Stated problem - Reproduce all of the rows below verbatim, omitting the pictures from your answer.

Listed entries -
☆ ☆ ☆ ☆ ☆ ☆ ☆

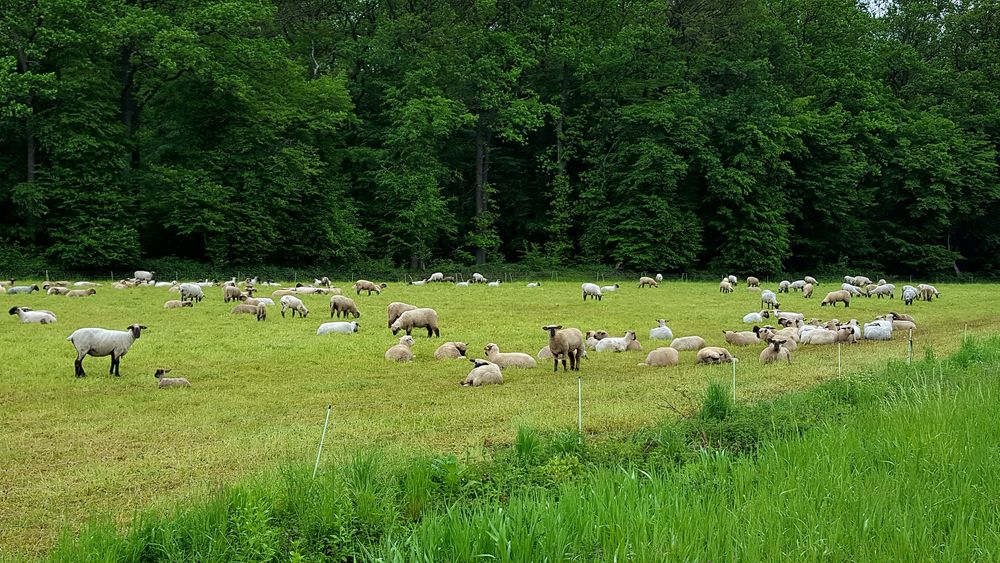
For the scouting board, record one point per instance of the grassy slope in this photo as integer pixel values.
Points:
(75, 447)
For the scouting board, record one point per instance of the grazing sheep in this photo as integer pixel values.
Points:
(170, 381)
(509, 359)
(660, 357)
(295, 304)
(450, 350)
(775, 352)
(81, 292)
(835, 297)
(661, 332)
(102, 342)
(340, 304)
(402, 352)
(395, 309)
(714, 355)
(417, 318)
(688, 343)
(483, 373)
(260, 310)
(565, 343)
(26, 315)
(645, 280)
(338, 327)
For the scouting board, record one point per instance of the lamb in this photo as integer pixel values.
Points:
(741, 338)
(338, 327)
(102, 342)
(365, 285)
(714, 355)
(645, 280)
(661, 332)
(295, 304)
(191, 292)
(26, 315)
(395, 309)
(340, 304)
(170, 381)
(591, 289)
(402, 352)
(260, 310)
(688, 343)
(81, 292)
(450, 350)
(775, 352)
(834, 297)
(509, 359)
(417, 318)
(660, 357)
(483, 373)
(565, 343)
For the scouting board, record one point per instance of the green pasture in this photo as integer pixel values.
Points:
(103, 445)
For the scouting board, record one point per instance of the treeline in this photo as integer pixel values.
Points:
(753, 136)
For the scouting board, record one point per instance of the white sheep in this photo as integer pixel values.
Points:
(338, 327)
(102, 342)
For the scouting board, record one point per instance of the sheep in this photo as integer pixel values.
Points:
(365, 285)
(483, 373)
(661, 332)
(756, 317)
(102, 342)
(660, 357)
(295, 304)
(775, 352)
(450, 350)
(767, 297)
(741, 338)
(714, 355)
(22, 289)
(565, 343)
(191, 292)
(509, 359)
(81, 292)
(26, 315)
(170, 381)
(417, 318)
(260, 310)
(402, 352)
(340, 304)
(338, 327)
(834, 297)
(687, 343)
(618, 344)
(591, 289)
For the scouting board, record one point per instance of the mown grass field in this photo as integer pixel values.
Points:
(74, 447)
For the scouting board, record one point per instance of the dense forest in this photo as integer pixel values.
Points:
(755, 135)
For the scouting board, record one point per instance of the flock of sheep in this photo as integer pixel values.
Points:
(568, 345)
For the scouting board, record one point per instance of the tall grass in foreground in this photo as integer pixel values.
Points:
(896, 465)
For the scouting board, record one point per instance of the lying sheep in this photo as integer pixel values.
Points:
(169, 381)
(26, 315)
(338, 328)
(452, 350)
(509, 359)
(417, 318)
(402, 352)
(483, 373)
(660, 357)
(102, 342)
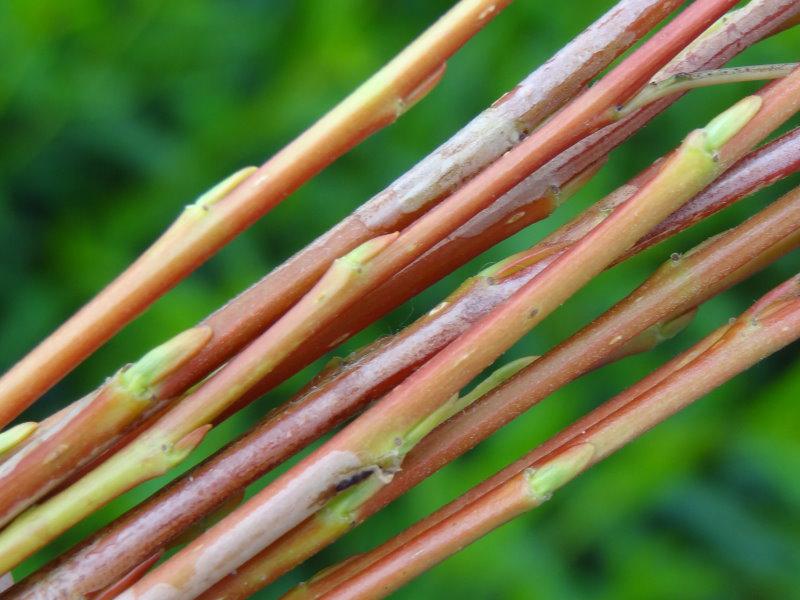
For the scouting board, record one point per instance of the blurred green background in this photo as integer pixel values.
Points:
(113, 115)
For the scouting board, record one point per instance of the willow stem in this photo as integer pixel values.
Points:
(240, 202)
(771, 324)
(682, 82)
(647, 316)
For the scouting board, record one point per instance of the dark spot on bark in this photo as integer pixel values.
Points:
(353, 479)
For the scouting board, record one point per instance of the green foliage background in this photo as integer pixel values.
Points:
(113, 114)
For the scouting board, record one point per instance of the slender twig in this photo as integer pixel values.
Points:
(485, 138)
(645, 317)
(688, 81)
(343, 391)
(772, 323)
(233, 206)
(493, 132)
(74, 436)
(375, 440)
(346, 282)
(531, 200)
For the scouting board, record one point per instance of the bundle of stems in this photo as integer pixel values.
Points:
(115, 551)
(488, 136)
(348, 280)
(655, 311)
(511, 166)
(241, 199)
(541, 92)
(374, 446)
(769, 325)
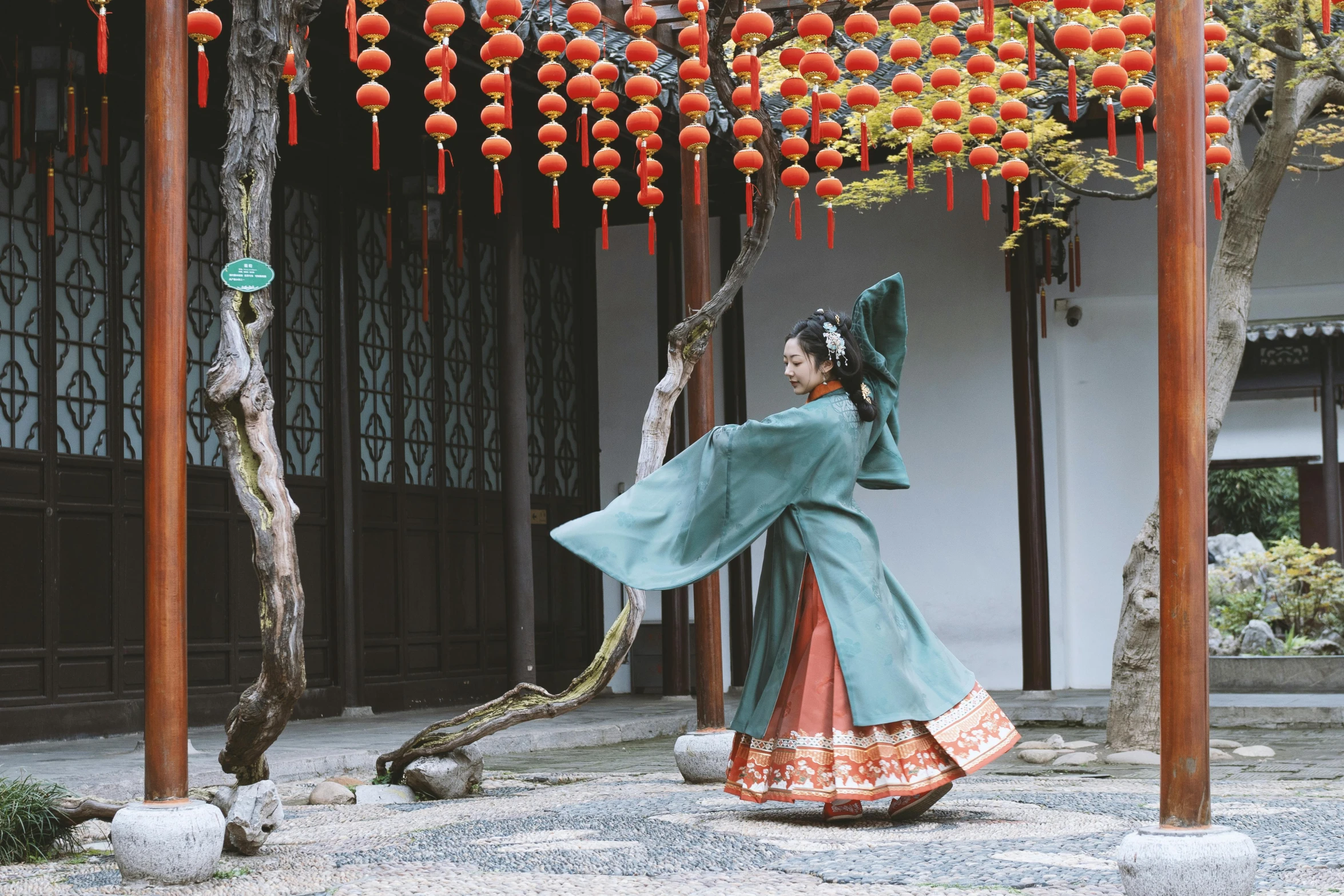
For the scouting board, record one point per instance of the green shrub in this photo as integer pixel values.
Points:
(1261, 500)
(30, 828)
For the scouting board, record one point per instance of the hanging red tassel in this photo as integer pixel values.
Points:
(1031, 49)
(102, 39)
(71, 124)
(102, 133)
(350, 29)
(202, 75)
(1111, 128)
(51, 199)
(582, 124)
(1073, 90)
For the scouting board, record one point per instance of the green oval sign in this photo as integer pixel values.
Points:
(248, 274)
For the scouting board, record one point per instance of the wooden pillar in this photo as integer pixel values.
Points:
(695, 265)
(1331, 448)
(518, 479)
(1182, 440)
(1034, 562)
(733, 340)
(166, 402)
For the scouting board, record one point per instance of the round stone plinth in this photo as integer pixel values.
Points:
(168, 844)
(1182, 862)
(702, 756)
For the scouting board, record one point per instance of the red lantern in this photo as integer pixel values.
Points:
(1015, 171)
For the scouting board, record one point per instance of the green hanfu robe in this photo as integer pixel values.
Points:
(792, 476)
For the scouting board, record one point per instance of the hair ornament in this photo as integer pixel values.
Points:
(835, 341)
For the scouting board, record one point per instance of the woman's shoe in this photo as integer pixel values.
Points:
(842, 810)
(910, 808)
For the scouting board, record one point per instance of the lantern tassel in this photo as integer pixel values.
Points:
(1073, 90)
(102, 39)
(1031, 47)
(102, 133)
(582, 125)
(202, 75)
(1111, 128)
(350, 30)
(71, 124)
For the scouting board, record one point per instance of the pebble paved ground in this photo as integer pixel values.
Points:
(619, 821)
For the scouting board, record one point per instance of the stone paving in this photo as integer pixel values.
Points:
(617, 820)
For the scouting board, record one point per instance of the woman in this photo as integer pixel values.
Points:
(849, 696)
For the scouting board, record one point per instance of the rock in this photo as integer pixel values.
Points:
(702, 756)
(450, 777)
(328, 793)
(256, 812)
(1257, 637)
(382, 794)
(1076, 759)
(1220, 547)
(1256, 751)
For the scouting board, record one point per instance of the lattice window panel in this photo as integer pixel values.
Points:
(304, 343)
(375, 348)
(21, 305)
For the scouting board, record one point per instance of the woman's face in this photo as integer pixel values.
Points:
(801, 368)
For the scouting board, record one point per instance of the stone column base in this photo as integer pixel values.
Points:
(1187, 862)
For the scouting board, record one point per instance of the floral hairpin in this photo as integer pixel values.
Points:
(835, 341)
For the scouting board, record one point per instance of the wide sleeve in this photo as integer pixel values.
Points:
(706, 505)
(880, 324)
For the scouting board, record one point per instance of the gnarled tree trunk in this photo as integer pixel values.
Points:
(238, 393)
(1134, 719)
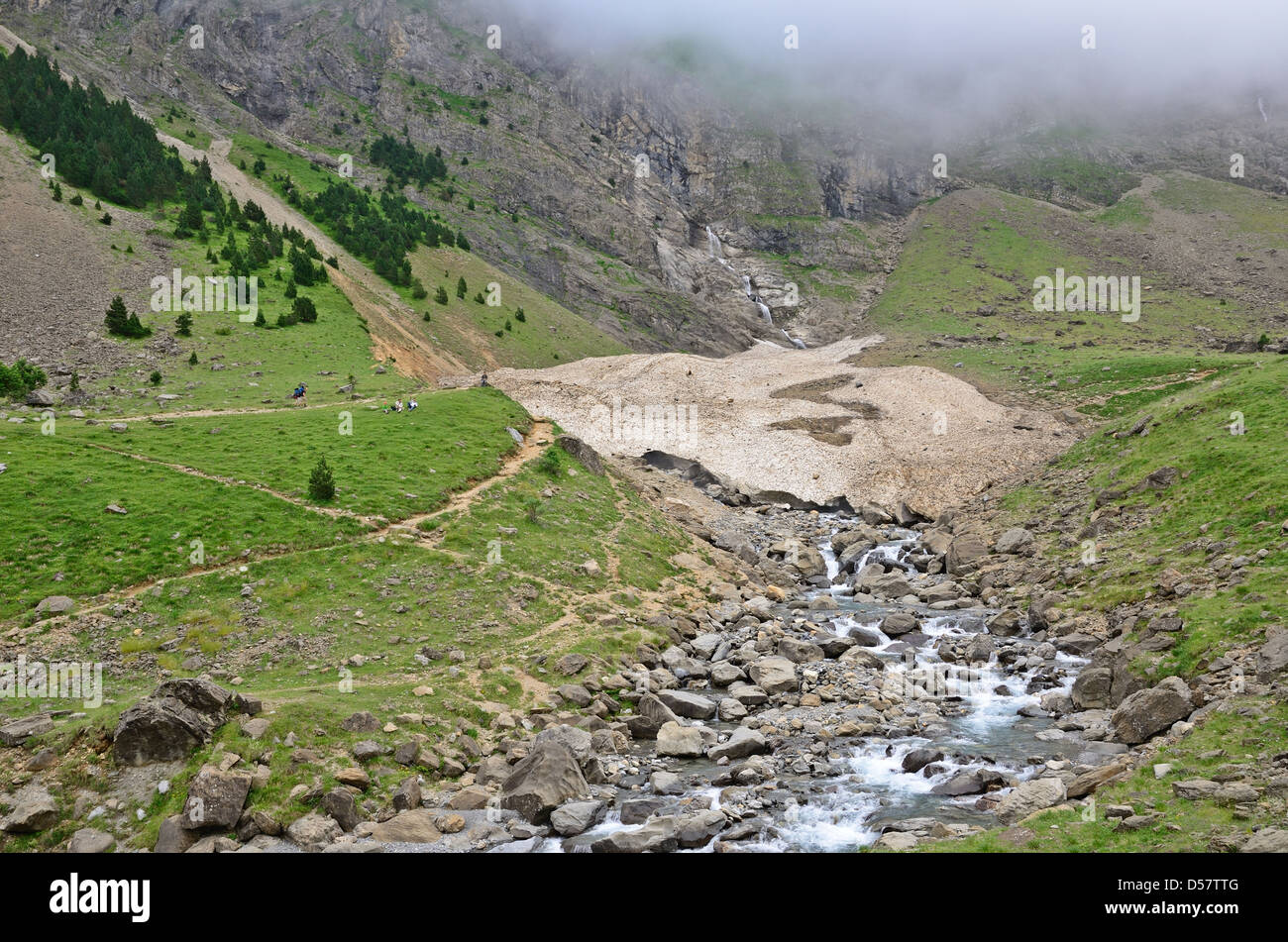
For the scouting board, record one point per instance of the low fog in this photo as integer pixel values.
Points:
(943, 64)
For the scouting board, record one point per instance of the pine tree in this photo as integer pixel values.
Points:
(321, 482)
(304, 310)
(117, 318)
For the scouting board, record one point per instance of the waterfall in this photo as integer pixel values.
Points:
(713, 245)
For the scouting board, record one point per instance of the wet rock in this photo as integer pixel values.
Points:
(1029, 796)
(915, 760)
(799, 652)
(683, 741)
(1093, 688)
(340, 804)
(576, 817)
(413, 826)
(215, 799)
(640, 809)
(408, 794)
(964, 552)
(172, 837)
(1005, 623)
(741, 744)
(541, 782)
(773, 676)
(686, 704)
(900, 623)
(655, 837)
(90, 841)
(975, 783)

☆ ☆ ☆ ☆ ☆ ☆ ☆

Written solution -
For the scouting board, record one point per instance of the grassy slope in this photo as integer pixel values.
Points:
(75, 447)
For the scouting board, record one point per instance of the grazing sheep in this photo as integer pixel values.
Points:
(170, 381)
(509, 359)
(660, 357)
(295, 304)
(450, 350)
(775, 352)
(81, 292)
(835, 297)
(661, 332)
(102, 342)
(340, 304)
(402, 352)
(395, 309)
(714, 355)
(417, 318)
(688, 343)
(483, 373)
(260, 310)
(565, 343)
(26, 315)
(645, 280)
(338, 327)
For the scouting board, record one point per instance of the lamb in this photo as integer pixel values.
Points:
(741, 338)
(338, 327)
(102, 342)
(365, 285)
(714, 355)
(645, 280)
(661, 332)
(295, 304)
(191, 292)
(26, 315)
(395, 309)
(340, 304)
(170, 381)
(591, 289)
(402, 352)
(260, 310)
(688, 343)
(81, 292)
(450, 350)
(775, 352)
(834, 297)
(509, 359)
(417, 318)
(660, 357)
(483, 373)
(565, 343)
For the scouting board, record one point per instance of the green pasture in this photo as integer pixel values.
Points:
(103, 445)
For the scouting board, record one point per instance of the treeline in this photo as integer pixel values.
Points:
(753, 136)
For the scouting board, record one point per instance of the white sheep in this photo as integer pixel values.
Points:
(338, 327)
(102, 342)
For the scouting board, record one point per instance of the sheep in this photo as integer pixel values.
Points:
(365, 285)
(483, 373)
(661, 332)
(756, 317)
(102, 342)
(660, 357)
(295, 304)
(775, 352)
(450, 350)
(767, 297)
(741, 338)
(714, 355)
(22, 289)
(565, 343)
(191, 292)
(509, 359)
(81, 292)
(26, 315)
(170, 381)
(417, 318)
(260, 310)
(402, 352)
(340, 304)
(338, 327)
(834, 297)
(687, 343)
(618, 344)
(591, 289)
For the scouting board, record one point per instance of the mown grass field in this photo as integer pixel values.
Points:
(74, 447)
For the scouting board, record one point per instance of the dense forest in this photo as integer pixel values.
Points:
(755, 135)
For the scouting board, record one point per instance of the flock of sheep in this photo as integer pixel values.
Points:
(568, 345)
For the scouting board, record one point per instance of the tall grass in foreground in this photo as integer pixel values.
Points:
(896, 465)
For the scouting board, record one point per instance of the lying sheep in this photo as integer pixel values.
Points:
(169, 381)
(26, 315)
(338, 328)
(452, 350)
(509, 359)
(417, 318)
(402, 352)
(483, 373)
(660, 357)
(102, 342)
For the scouting board, record one point per instance of the blurred green background in this photo as integer pixel values.
Points:
(113, 115)
For the scouting board, record one point per instance of the willow stem in this photo as integer pixel values.
Points:
(240, 202)
(771, 324)
(682, 82)
(647, 316)
For the scouting board, record one point per instance of the dark spot on bark in this photo as integer pixel values.
Points:
(353, 479)
For the scouting board, record one point per instance of the green foliage background in this photo as integer pixel values.
Points:
(113, 114)
For the scouting board, record one point per instance of the slender twig in this photo as integer pixel values.
Points:
(485, 138)
(645, 317)
(688, 81)
(343, 391)
(772, 323)
(233, 206)
(493, 132)
(74, 436)
(375, 440)
(346, 282)
(531, 200)
For the scouting board, record one point per instance of the bundle of stems in this photo as integer pixel values.
Points:
(115, 551)
(488, 136)
(348, 280)
(655, 311)
(511, 166)
(241, 199)
(541, 92)
(374, 446)
(769, 325)
For the scouting board, record one point per instance of the green shrub in this photo as integer pixel values.
Points:
(1261, 500)
(30, 828)
For the scouting board, record one point per instance of the hanging red tassel in this photo as integer pixel values.
Points:
(1031, 49)
(102, 39)
(71, 124)
(102, 133)
(350, 29)
(202, 75)
(1111, 128)
(51, 199)
(582, 124)
(1073, 90)
For the scouting board, record one point per instance of the green oval sign in this photo as integer pixel values.
Points:
(248, 274)
For the scouting board, record one point per instance of the wooden pillar in this photo as integer pixel values.
Points:
(695, 265)
(1331, 448)
(518, 479)
(1182, 440)
(1034, 562)
(733, 340)
(166, 402)
For the scouting board, record one point per instance of the round stone plinth in this photo as integer pixel values.
Points:
(168, 844)
(1182, 862)
(702, 756)
For the scouting board, record one point per instance of the red lantern in this photo as integer pixel values.
Points:
(1015, 171)
For the scouting board, record one point per instance of the green hanfu robe in this photo as integer pixel values.
Points:
(792, 476)
For the scouting board, record one point per instance of the hair ornament in this photo as integer pixel values.
Points:
(835, 341)
For the scouting board, record one point per instance of the woman's shoe in this photo as integer pixel values.
Points:
(842, 810)
(910, 808)
For the scouting board, record one point per instance of the lantern tassel in this photo as integer pixel values.
Points:
(1073, 90)
(102, 39)
(1031, 47)
(102, 133)
(582, 125)
(202, 75)
(1111, 128)
(350, 30)
(71, 124)
For the scouting board, record one point per instance of the pebble paved ground in this photo as integer pixel values.
Points:
(619, 821)
For the scouting board, record one point per instance of the stone paving in this photo as integer pixel values.
Points:
(617, 820)
For the scouting board, record one point per instance of the woman in this photo as integer pixel values.
Points:
(849, 696)
For the scouting board, record one point per instance of the rock in this photo as integer pixel values.
Points:
(702, 756)
(450, 777)
(328, 793)
(256, 812)
(1257, 637)
(382, 794)
(1076, 759)
(1220, 547)
(1256, 751)
For the scouting board, record one point per instance of the lattice window panel in this photo as integer pixel values.
Points:
(304, 343)
(375, 348)
(21, 305)
For the scouting board, record one point per instance of the woman's face in this photo as integer pixel values.
Points:
(801, 368)
For the scouting board, record one point per instance of the stone column base in this photo as integer pixel values.
Points:
(1187, 862)
For the scouting board, record one point per instance of the floral hairpin in this photo as integer pixel values.
Points:
(835, 341)
For the scouting board, record one point per instance of the wide sleeve in this photo as integer pixel values.
Points:
(706, 505)
(880, 324)
For the scouting board, record one point per instance of the gnarled tree trunk in this photo as integer pixel values.
Points:
(238, 393)
(1134, 719)
For the scouting board, record one point per instance of the low fog in this photo as integer pixel values.
Points:
(943, 64)
For the scouting board, record one point per instance of the pine tree in this photo as integer pixel values.
Points:
(321, 482)
(304, 310)
(117, 318)
For the scouting board, record one point per instance of the waterfall in this photo as integer pixel values.
Points:
(713, 245)
For the scouting board, record one point per instance of the wet rock in this photo as integer pixel values.
Points:
(1029, 796)
(915, 760)
(799, 652)
(683, 741)
(1093, 688)
(340, 804)
(576, 817)
(413, 826)
(215, 799)
(640, 809)
(408, 794)
(964, 552)
(172, 837)
(1005, 623)
(741, 744)
(541, 782)
(773, 676)
(686, 704)
(900, 623)
(655, 837)
(90, 841)
(975, 783)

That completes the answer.